§ **What you will do**
Every line below between the one holding "Query: man wearing cap" and the one holding "210, row 54.", inclusive, should be copied exactly, and no other line.

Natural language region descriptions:
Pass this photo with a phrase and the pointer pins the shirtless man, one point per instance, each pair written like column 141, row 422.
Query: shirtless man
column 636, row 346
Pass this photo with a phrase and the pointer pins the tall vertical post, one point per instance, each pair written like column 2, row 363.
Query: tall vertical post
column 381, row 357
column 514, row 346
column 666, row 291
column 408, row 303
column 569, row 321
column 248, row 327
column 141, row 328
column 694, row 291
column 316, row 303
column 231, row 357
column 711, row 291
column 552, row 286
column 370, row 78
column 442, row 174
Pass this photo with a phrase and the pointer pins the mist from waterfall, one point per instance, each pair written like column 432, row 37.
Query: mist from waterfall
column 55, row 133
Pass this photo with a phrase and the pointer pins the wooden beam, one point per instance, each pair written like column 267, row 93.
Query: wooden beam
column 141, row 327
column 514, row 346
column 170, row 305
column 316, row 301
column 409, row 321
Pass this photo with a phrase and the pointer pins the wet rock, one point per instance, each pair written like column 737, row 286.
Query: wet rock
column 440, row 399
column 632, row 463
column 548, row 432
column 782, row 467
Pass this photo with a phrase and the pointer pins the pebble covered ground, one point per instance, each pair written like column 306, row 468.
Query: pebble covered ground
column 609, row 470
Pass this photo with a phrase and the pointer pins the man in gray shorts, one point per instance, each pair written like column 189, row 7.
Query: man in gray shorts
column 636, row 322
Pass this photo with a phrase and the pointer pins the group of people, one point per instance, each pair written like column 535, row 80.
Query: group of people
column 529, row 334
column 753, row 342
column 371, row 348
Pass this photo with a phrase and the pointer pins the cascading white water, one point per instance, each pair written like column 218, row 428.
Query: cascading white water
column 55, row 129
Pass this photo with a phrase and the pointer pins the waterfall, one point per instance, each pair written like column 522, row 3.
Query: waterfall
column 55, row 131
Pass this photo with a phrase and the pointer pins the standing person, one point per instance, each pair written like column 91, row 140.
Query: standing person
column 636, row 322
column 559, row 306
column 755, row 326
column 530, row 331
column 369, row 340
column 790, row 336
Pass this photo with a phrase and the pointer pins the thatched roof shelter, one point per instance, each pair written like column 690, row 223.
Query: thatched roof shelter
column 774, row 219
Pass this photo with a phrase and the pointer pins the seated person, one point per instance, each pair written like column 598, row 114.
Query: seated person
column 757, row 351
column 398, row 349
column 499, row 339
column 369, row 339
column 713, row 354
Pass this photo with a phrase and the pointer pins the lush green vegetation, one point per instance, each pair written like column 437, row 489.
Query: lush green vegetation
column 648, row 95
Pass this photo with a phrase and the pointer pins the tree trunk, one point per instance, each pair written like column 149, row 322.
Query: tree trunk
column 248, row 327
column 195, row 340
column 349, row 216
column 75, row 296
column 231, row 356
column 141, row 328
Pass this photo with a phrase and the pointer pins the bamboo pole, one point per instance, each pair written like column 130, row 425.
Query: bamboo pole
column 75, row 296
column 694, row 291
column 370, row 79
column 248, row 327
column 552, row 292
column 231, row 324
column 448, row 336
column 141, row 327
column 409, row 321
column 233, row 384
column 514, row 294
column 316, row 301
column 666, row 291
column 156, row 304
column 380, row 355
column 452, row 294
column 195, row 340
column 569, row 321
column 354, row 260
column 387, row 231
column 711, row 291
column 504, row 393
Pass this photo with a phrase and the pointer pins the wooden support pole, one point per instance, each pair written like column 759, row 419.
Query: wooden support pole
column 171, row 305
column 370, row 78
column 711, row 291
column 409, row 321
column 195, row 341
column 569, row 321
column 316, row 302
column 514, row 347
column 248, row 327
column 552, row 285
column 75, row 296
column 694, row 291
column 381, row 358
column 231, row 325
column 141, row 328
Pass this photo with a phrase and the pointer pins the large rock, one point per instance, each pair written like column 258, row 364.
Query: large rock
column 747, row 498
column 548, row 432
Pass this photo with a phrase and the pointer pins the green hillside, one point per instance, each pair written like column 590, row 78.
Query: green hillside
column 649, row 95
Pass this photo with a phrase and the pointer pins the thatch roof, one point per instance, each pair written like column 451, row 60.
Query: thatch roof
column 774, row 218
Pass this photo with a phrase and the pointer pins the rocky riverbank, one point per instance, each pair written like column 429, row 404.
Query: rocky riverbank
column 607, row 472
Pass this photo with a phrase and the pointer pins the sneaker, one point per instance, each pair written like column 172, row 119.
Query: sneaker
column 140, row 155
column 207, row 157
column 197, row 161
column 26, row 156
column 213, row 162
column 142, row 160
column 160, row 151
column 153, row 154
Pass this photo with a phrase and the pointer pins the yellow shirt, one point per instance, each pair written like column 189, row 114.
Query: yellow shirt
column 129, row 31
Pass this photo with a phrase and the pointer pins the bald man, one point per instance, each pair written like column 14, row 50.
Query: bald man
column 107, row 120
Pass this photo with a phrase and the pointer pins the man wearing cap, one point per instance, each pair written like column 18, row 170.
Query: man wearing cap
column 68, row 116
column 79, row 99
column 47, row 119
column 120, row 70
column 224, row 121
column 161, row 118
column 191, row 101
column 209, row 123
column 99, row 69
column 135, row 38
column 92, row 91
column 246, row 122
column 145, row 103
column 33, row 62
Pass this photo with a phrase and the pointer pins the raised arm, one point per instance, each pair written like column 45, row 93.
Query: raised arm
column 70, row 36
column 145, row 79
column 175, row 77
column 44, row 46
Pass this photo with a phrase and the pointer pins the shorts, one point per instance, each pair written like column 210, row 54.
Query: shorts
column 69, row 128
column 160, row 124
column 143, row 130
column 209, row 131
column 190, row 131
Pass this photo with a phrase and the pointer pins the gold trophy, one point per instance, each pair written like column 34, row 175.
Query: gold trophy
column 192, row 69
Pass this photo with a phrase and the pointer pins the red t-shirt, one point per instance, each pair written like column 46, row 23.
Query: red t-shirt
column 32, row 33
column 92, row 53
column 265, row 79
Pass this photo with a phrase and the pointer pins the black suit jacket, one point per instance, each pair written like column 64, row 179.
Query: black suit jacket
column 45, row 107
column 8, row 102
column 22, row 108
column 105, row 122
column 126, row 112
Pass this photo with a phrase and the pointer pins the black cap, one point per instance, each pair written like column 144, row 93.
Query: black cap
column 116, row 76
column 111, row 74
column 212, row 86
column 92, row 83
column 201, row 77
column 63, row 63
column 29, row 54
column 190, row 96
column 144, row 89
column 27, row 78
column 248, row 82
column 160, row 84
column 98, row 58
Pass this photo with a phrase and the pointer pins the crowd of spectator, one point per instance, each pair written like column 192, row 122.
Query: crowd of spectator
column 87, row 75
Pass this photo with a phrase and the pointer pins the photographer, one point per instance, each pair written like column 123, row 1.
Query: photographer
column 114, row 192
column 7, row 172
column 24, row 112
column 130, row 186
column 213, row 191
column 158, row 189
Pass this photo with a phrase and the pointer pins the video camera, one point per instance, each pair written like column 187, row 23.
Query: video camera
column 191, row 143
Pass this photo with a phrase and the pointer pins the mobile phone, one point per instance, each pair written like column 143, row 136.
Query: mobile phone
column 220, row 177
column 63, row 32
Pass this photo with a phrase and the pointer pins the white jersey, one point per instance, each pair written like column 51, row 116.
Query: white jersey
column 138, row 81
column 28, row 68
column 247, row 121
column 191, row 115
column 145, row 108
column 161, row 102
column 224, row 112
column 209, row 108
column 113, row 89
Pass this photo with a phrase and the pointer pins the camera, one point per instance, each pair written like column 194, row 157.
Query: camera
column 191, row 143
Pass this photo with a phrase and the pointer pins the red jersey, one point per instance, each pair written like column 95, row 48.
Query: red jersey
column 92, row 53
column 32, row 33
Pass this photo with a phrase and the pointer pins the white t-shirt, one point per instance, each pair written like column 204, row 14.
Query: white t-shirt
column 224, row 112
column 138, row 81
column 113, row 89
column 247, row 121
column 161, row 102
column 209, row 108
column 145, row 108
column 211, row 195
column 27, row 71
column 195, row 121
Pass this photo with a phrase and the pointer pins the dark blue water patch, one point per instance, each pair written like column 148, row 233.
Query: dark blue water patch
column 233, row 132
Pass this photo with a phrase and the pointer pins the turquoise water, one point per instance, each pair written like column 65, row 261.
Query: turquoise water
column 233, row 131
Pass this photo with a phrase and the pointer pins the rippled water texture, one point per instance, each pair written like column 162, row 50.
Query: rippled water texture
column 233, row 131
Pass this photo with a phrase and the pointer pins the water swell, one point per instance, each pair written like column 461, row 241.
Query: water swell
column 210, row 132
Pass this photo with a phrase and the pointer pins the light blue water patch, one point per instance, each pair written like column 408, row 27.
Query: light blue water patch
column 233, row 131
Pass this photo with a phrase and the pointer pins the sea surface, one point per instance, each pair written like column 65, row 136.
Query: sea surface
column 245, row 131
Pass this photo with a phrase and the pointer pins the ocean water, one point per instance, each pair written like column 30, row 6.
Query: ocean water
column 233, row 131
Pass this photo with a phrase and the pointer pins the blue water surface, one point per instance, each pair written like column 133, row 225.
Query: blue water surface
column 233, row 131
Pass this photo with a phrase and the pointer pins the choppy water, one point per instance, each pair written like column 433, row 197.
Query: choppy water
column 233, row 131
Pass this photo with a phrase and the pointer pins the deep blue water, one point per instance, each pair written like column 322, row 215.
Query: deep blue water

§ **Problem solution**
Query: man wearing cap
column 68, row 116
column 79, row 99
column 47, row 119
column 120, row 70
column 224, row 121
column 161, row 118
column 191, row 101
column 209, row 123
column 99, row 69
column 135, row 38
column 92, row 91
column 246, row 122
column 145, row 103
column 33, row 62
Pass this photo with a phrase and the pointer pins the raised arm, one point per instance, each pair written like column 45, row 93.
Query: raised arm
column 70, row 36
column 145, row 79
column 175, row 77
column 44, row 46
Pass this photo with a phrase and the pointer pins the shorts, one point per instance, each pair written like column 210, row 54.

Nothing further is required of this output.